Available data →
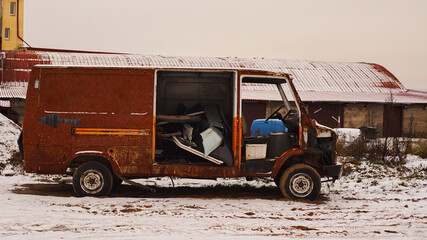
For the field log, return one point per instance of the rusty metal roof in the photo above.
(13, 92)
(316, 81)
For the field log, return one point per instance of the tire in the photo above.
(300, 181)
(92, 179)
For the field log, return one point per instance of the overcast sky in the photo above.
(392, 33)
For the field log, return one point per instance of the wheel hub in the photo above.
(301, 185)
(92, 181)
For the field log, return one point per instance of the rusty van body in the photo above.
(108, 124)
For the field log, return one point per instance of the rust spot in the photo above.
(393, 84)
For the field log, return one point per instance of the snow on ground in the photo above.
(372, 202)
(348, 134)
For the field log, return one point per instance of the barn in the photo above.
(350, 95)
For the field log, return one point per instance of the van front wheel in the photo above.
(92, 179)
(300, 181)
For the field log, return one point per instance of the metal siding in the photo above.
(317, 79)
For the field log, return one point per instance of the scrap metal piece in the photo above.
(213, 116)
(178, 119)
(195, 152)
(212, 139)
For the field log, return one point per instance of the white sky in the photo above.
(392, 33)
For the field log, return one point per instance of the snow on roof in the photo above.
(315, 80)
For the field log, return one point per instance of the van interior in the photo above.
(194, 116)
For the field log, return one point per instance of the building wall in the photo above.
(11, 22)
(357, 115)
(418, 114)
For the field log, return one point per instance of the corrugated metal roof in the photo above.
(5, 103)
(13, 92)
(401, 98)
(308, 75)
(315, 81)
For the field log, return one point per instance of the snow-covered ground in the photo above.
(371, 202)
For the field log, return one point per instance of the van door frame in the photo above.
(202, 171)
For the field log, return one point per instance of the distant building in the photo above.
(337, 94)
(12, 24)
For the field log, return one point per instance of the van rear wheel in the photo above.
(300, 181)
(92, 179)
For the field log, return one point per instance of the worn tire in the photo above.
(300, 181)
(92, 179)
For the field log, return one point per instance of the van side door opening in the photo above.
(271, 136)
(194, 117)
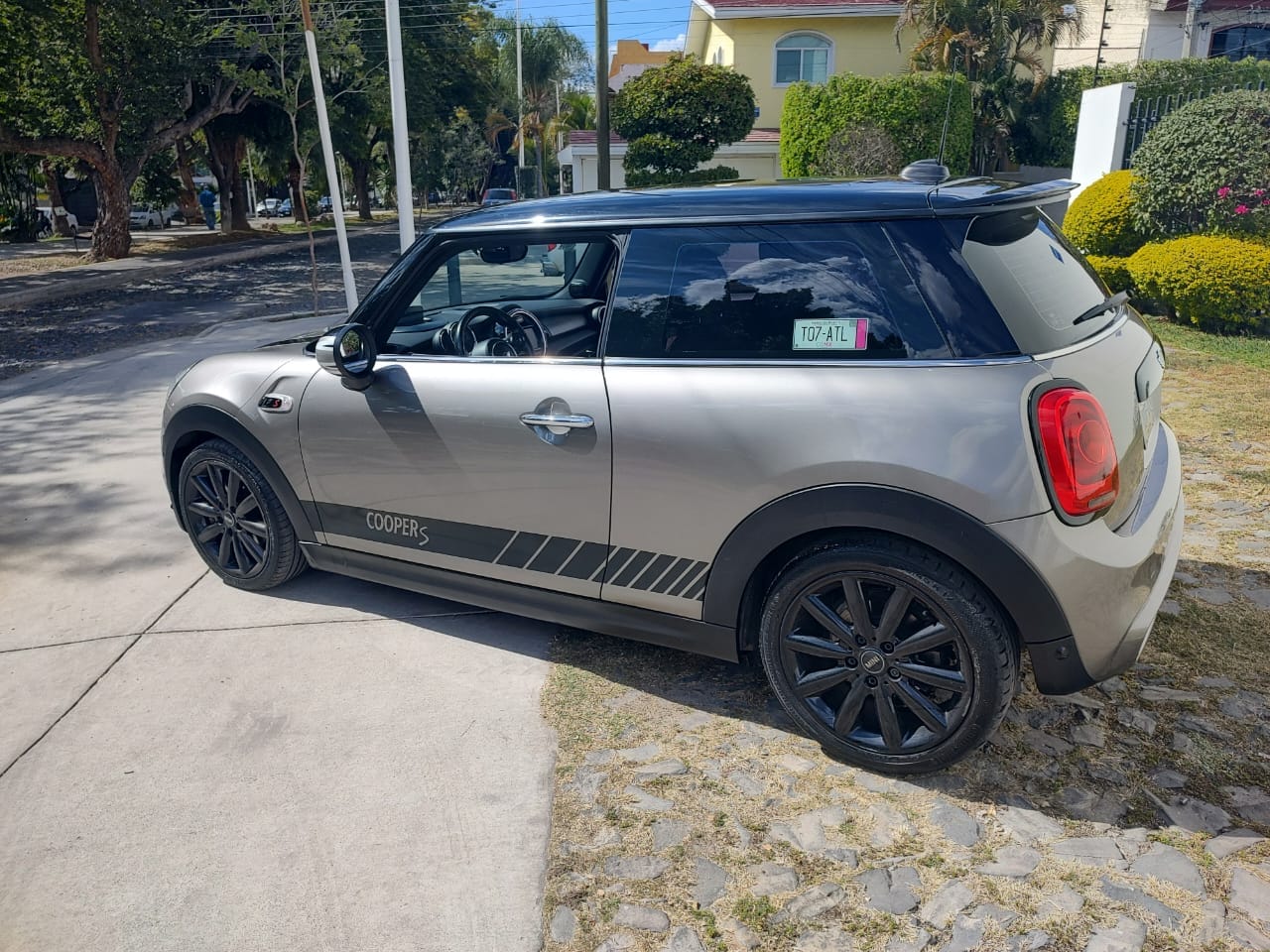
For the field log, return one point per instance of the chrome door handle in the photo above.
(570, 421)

What this task involves → Copy all records exactly; omit images.

Exercise output →
For the field log, return one point per instance of the rusty metal roof in the photo above.
(13, 92)
(316, 81)
For the field log, return one point per instance of the tire in the photo above.
(300, 181)
(92, 179)
For the field log, return one point per instance of the overcast sky in the photo above.
(392, 33)
For the field log, return one point per instance of the wheel hub in the photo above.
(301, 185)
(92, 181)
For the field log, return one point per instance of the rusty van body in the photo above.
(108, 124)
For the field log, return one point per instance of the rust spot in the photo above.
(393, 84)
For the field log, return one point per instance of the snow on ground in the photo above.
(372, 202)
(348, 134)
For the field log, return one point per instance of the barn in the photo above.
(350, 95)
For the field log, return one point per instance of the van front wheel in the photo above.
(92, 179)
(300, 181)
For the field log, return one point per instance of the metal siding in the photo above.
(317, 79)
For the field log, return one point per instance of the scrap metal piece in the photo above.
(213, 116)
(178, 119)
(195, 152)
(212, 139)
For the field log, return one point per instance of the white sky in the photo above.
(392, 33)
For the field log, return one point per instance of the snow on roof in the photo above.
(315, 80)
For the field log, return one point per instance of the van interior in the photo above.
(194, 116)
For the field log, return one point per instance of the building wall in the photo above.
(11, 22)
(357, 115)
(418, 114)
For the field log, return one point per instance of the corrugated metal roof in the photo above.
(5, 103)
(13, 92)
(401, 98)
(308, 75)
(315, 81)
For the field log, return one point per instance of the snow-covered ground in the photo above.
(371, 202)
For the field log, return one point per instance of the van door frame in the photo above.
(202, 171)
For the field log, return one point per instance of the distant building in the photo above.
(337, 94)
(12, 24)
For the field log, return one point per instance of the van rear wheel in the photo above.
(300, 181)
(92, 179)
For the field log, return one point per instance of the worn tire in the photo above.
(300, 181)
(92, 179)
For the field log, return one point per instance of the van side door opening in the photo above.
(271, 136)
(194, 117)
For the field log, return one point per instance of the chrome door handle in the photo above.
(570, 421)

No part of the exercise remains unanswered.